» Page excerpt
_____

Thomas Cowperthwait Eakins (July 25, 1844 ?C June 25, 1916) was a realist painter, photographer, sculptor, and fine arts educator. He is widely acknowledged to be one of the most important artists in American art history.
For the length of his professional career, from the early 1870s until his health began to fail some forty years later, Eakins worked exactingly from life, choosing as his subject the people of his hometown of Philadelphia. He painted several hundred portraits, usually of friends, family members, or prominent people in the arts, sciences, medicine, and clergy. Taken en masse, the portraits offer an overview of the intellectual life of Philadelphia in the late 19th and early 20th centuries; individually, they are incisive depictions of thinking persons. As well, Eakins produced a number of large paintings which brought the portrait out of the drawing room and into the offices, streets, parks, rivers, arenas, and surgical amphitheaters of his city. These active outdoor venues allowed him to paint the subject which most inspired him: the nude or lightly clad figure in motion. In the process he could model the forms of the body in full sunlight, and create images of deep space utilizing his studies in perspective.

_____

» What you will do
Please carry the passage on the painter Thomas Eakins forward, picking up right after its final sentence.

» Data provided
_____

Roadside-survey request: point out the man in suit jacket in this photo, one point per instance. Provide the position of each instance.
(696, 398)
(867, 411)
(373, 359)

_____

» Reply
No less important in Eakins' life was his work as a teacher. As an instructor he was a highly influential presence in American art. The difficulties which beset him as an artist seeking to paint the portrait and figure realistically were paralleled and even amplified in his career as an educator, where behavioral and sexual scandals truncated his success and damaged his reputation.
Eakins also took a keen interest in the new technologies of motion photography, a field in which he is now seen as an innovator. Eakins was a controversial figure whose work received little by way of official recognition during his lifetime. Since his death, he has been celebrated by American art historians as "the strongest, most profound realist in nineteenth-and early-twentieth-century American art".